* [Dataset records]
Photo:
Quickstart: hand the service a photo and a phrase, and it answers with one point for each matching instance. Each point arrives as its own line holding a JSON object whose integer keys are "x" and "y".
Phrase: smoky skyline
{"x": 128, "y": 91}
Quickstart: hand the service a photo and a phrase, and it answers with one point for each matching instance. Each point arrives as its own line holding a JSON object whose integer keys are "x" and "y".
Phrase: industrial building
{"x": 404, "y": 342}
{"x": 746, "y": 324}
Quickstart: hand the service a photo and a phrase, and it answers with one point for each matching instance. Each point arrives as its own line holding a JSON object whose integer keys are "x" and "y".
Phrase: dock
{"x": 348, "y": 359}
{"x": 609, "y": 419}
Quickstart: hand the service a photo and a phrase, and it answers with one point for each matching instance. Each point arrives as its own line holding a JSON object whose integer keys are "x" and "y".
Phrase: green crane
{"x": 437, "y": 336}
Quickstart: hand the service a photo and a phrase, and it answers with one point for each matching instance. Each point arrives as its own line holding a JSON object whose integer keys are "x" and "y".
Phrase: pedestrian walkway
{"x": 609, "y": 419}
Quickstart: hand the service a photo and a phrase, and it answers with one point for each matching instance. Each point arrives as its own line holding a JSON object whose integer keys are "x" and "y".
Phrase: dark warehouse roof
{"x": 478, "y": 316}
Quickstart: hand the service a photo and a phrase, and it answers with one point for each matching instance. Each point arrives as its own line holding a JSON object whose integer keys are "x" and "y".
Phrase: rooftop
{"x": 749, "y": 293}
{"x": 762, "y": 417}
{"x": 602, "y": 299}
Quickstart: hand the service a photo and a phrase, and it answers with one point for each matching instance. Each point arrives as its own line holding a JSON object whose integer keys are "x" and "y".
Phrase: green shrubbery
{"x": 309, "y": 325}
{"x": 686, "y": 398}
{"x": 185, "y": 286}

* [What to work on] Return every line of the entries above that contains the string "green", matching case exactly.

* [Expected output]
Phrase: green crane
Phrase: green shrubbery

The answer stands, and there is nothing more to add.